------ TASK INPUT ------

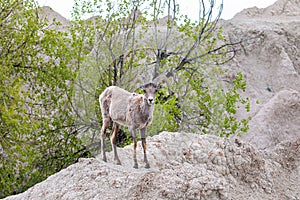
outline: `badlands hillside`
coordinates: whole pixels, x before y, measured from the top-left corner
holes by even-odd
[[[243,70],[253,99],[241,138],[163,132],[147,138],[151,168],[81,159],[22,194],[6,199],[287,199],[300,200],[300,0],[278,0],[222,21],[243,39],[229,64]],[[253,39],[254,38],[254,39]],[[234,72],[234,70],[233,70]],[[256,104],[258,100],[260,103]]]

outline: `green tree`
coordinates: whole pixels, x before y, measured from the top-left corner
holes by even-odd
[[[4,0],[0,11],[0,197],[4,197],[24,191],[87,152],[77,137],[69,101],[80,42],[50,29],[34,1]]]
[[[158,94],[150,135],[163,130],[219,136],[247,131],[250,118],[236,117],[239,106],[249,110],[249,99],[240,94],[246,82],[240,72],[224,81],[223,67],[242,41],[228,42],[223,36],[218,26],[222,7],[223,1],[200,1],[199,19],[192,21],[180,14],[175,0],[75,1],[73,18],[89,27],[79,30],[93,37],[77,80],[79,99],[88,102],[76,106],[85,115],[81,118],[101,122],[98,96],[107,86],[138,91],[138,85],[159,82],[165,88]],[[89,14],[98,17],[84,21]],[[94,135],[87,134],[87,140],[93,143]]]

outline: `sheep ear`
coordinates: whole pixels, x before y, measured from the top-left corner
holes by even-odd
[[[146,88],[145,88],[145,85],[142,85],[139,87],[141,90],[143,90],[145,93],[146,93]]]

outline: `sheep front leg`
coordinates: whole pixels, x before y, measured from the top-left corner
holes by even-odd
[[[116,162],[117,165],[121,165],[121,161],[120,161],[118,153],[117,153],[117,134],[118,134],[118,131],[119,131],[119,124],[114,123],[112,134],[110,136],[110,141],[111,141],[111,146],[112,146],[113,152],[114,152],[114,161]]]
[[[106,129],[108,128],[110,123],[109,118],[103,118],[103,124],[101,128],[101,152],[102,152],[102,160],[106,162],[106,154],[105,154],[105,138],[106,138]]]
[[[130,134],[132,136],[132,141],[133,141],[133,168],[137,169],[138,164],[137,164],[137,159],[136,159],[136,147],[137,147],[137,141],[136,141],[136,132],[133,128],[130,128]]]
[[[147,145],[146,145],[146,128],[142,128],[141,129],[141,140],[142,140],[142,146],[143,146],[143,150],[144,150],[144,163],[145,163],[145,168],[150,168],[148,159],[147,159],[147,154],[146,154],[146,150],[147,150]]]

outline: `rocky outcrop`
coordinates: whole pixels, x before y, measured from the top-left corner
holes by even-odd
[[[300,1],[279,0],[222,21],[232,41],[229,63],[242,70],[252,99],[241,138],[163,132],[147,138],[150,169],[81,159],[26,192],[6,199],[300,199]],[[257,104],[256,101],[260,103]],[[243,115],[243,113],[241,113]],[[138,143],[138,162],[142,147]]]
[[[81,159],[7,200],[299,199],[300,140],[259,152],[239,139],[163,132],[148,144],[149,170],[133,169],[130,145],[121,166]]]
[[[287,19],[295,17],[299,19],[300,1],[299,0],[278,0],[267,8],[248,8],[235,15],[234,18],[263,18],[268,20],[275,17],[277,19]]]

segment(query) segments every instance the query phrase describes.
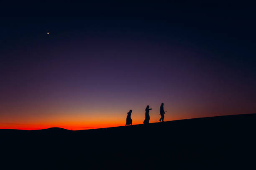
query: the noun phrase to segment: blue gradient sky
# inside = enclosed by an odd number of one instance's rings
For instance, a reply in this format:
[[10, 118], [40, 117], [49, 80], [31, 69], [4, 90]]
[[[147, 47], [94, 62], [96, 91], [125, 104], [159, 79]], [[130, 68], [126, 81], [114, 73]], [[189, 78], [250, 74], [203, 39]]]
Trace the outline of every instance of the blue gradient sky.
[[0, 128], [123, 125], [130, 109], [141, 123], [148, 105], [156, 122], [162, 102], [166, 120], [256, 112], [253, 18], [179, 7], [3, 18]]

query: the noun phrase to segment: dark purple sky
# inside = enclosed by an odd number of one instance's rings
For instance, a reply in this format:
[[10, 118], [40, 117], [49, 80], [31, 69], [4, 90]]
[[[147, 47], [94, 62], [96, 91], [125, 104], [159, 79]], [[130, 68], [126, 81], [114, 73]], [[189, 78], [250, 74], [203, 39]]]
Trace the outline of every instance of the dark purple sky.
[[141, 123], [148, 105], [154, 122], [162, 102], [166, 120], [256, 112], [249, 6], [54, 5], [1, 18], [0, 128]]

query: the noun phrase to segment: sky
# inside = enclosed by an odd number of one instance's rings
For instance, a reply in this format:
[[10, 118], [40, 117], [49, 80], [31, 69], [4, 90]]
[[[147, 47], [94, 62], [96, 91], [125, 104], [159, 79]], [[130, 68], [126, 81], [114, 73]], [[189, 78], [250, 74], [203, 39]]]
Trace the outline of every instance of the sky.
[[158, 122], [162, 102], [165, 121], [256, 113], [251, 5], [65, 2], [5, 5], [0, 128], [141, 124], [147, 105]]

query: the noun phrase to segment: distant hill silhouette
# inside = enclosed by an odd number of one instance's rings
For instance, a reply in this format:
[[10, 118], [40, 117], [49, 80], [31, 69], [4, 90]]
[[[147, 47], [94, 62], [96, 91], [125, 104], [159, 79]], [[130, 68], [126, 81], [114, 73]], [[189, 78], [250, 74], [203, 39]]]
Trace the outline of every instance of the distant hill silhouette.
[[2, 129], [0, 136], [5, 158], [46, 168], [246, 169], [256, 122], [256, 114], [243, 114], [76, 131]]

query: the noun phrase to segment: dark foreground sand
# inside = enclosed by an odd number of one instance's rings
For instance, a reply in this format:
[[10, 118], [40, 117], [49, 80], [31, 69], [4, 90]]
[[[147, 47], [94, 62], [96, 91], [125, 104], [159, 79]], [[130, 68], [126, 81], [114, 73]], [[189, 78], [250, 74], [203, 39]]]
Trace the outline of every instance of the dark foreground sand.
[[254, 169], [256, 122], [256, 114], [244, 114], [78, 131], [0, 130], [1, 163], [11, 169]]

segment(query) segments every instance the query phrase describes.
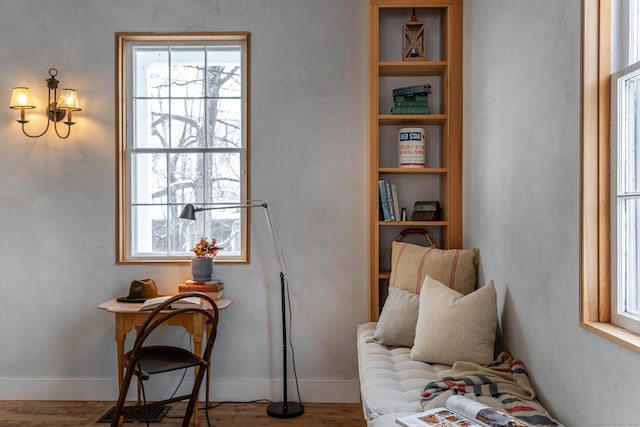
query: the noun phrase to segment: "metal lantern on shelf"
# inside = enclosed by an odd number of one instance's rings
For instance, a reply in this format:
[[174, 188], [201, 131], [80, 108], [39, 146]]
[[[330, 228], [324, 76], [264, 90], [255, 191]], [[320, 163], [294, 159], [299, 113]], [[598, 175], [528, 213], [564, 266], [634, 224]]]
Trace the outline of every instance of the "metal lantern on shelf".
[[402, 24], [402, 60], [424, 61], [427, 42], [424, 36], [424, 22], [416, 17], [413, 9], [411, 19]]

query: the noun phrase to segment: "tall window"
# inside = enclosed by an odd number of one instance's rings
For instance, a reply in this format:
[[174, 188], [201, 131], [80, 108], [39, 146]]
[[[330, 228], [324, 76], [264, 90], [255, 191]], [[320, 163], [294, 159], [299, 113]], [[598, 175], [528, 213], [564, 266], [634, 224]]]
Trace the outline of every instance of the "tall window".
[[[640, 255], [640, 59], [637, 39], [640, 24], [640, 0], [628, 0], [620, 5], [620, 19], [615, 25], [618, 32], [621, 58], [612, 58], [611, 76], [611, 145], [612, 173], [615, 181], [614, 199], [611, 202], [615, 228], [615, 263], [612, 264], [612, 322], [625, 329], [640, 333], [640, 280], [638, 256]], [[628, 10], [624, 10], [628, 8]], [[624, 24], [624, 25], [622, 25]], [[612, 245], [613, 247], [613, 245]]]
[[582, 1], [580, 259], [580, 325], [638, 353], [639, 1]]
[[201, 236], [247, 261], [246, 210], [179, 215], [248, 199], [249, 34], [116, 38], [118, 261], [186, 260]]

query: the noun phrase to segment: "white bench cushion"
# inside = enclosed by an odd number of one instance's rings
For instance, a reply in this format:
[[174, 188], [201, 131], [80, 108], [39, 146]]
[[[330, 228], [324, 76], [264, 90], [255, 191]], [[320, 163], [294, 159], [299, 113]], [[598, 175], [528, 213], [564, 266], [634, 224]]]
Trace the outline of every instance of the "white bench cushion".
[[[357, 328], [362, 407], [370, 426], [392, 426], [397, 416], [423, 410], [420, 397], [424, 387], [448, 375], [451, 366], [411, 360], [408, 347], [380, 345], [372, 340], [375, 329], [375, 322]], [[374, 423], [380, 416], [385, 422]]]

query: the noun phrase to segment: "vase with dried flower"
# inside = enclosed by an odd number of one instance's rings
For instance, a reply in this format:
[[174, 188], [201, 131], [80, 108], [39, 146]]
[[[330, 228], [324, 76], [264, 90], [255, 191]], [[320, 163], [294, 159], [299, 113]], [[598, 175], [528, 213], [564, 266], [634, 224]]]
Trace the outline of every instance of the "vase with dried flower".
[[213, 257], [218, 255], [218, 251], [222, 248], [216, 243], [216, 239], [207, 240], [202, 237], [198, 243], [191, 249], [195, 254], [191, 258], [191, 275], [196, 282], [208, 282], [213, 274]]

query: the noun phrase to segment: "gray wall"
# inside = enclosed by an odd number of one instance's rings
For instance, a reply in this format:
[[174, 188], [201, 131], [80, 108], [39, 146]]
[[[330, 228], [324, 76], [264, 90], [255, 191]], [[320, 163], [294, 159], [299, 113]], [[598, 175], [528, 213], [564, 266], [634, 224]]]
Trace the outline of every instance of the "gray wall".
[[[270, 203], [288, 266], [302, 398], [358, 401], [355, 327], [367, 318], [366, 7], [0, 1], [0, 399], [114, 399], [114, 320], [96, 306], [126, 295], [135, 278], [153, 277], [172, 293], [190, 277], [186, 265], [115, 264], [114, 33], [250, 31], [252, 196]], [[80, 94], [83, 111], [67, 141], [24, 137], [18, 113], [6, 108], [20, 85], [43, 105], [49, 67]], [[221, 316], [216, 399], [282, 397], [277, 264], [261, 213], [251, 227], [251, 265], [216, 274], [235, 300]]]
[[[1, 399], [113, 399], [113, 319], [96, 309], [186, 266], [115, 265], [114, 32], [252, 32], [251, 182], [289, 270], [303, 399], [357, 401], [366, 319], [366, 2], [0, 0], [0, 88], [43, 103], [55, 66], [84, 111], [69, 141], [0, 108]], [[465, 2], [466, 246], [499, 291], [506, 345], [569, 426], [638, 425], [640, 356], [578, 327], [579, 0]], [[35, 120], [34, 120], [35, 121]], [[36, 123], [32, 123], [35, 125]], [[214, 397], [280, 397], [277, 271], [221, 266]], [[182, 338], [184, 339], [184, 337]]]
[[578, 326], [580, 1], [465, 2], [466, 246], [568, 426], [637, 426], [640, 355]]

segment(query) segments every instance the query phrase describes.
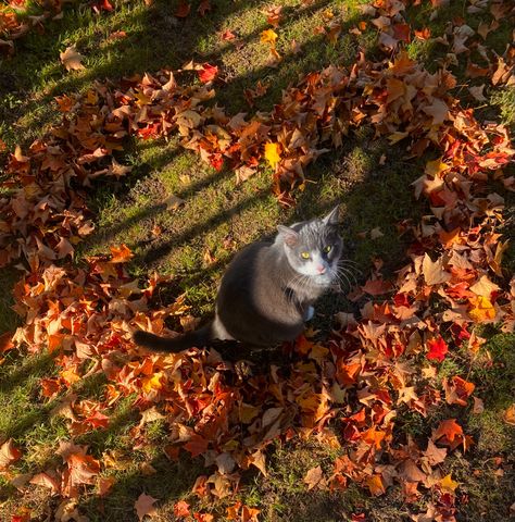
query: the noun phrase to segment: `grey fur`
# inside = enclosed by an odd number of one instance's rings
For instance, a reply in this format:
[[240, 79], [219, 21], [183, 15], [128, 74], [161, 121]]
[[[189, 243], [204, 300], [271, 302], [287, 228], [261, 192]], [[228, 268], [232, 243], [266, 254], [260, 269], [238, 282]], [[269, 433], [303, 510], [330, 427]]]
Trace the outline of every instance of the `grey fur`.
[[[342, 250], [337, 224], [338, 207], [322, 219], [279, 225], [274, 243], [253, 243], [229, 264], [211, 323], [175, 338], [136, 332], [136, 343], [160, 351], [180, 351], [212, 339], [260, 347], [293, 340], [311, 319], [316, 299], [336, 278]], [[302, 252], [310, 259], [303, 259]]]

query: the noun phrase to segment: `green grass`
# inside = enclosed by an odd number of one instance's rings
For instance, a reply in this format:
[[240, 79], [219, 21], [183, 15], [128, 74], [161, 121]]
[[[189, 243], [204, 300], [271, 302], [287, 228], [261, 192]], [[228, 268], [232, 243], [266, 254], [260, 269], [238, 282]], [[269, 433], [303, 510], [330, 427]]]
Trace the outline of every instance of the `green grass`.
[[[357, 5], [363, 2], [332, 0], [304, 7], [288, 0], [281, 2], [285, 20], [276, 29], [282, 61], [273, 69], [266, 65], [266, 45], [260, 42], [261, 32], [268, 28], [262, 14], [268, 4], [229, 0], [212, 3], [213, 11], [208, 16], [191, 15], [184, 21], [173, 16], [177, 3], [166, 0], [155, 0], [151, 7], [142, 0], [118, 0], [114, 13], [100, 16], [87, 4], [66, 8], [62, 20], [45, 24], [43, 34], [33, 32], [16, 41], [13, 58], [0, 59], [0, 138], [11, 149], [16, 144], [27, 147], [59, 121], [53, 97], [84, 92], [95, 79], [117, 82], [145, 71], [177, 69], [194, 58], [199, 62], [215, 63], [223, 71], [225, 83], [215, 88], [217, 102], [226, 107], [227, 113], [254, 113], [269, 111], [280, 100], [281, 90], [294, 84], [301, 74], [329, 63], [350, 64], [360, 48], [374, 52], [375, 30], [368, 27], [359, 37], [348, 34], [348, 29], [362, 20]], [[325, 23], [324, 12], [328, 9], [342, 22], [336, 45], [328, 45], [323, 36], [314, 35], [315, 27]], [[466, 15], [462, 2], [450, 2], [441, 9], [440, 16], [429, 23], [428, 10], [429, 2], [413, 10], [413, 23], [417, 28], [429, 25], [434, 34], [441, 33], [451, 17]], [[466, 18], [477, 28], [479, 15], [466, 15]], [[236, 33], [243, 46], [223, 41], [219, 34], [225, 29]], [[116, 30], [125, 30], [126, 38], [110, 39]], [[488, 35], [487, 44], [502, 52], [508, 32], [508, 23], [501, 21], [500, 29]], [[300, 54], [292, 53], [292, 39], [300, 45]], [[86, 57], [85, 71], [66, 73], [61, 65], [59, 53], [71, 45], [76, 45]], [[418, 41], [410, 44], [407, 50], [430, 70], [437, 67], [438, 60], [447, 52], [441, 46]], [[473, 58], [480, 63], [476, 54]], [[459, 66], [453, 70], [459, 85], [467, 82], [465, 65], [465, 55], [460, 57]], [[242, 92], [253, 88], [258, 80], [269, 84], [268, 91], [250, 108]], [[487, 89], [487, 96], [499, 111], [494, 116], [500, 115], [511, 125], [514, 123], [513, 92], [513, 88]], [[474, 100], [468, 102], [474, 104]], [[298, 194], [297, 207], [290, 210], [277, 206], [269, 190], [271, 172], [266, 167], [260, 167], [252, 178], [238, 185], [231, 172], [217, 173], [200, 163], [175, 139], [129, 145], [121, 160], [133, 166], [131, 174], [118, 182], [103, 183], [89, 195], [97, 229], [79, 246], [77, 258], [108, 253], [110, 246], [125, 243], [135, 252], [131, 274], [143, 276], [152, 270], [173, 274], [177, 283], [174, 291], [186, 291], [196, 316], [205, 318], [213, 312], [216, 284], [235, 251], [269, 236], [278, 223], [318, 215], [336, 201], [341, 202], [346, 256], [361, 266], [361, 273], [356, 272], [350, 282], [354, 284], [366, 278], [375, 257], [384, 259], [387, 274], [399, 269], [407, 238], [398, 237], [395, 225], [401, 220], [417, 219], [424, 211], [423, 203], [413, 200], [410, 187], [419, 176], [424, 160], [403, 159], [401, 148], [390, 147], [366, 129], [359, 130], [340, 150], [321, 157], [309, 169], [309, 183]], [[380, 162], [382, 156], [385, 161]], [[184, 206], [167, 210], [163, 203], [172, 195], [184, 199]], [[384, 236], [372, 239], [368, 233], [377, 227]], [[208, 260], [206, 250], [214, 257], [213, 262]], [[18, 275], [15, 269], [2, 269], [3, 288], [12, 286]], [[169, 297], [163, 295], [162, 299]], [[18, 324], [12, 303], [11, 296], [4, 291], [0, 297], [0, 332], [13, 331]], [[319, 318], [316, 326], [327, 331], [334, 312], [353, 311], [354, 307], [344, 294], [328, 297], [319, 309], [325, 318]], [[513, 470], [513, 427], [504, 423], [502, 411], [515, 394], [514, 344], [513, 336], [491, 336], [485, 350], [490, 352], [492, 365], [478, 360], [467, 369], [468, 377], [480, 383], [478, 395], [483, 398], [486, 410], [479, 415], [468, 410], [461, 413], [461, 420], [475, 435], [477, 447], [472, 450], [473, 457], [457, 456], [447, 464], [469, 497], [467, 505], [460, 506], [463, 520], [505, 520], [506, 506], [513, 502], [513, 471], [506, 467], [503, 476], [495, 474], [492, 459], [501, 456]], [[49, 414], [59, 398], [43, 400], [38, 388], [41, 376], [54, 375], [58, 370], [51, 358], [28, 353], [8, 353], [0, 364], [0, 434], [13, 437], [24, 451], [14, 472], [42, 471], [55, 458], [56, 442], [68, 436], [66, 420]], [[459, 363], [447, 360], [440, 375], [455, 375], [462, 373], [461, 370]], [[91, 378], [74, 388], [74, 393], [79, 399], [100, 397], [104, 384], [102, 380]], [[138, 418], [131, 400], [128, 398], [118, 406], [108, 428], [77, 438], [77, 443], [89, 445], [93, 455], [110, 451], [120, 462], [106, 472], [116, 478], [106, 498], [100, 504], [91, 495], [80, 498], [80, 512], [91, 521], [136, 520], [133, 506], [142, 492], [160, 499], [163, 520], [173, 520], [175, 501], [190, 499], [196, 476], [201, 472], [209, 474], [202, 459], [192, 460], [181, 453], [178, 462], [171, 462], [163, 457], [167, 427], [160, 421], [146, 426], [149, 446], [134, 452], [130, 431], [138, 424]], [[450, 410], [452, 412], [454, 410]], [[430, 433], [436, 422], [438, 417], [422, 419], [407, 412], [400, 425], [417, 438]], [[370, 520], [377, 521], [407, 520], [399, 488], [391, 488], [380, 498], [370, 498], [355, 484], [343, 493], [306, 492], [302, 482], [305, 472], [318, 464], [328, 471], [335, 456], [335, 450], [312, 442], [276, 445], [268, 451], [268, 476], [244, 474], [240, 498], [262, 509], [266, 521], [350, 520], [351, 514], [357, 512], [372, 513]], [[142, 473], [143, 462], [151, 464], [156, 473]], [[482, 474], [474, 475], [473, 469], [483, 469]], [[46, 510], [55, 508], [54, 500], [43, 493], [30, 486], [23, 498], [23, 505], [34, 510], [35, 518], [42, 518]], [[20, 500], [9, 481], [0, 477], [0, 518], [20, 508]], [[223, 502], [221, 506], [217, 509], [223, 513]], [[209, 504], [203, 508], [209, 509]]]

------

▶ WRITTEN INSTRUCTION: Print, character for character, the lines of the records beginning with the line that contains "query: the noun phrase to segment: distant" and continuing through the line that contains "114], [76, 131]]", with both of those lines included.

▶ RESULT BELOW:
query: the noun phrase to segment: distant hill silhouette
# inside = enclosed by an odd number of one instance's rings
For instance, a reply in this format:
[[10, 118], [40, 117], [49, 80], [31, 69], [4, 90]]
[[[147, 47], [94, 62], [96, 91], [125, 104], [159, 79]], [[130, 68], [126, 81], [114, 73]], [[189, 78], [250, 74], [203, 39]]]
Trace the outline of every instance of the distant hill silhouette.
[[2, 129], [0, 136], [5, 158], [46, 168], [246, 169], [256, 122], [256, 114], [243, 114], [76, 131]]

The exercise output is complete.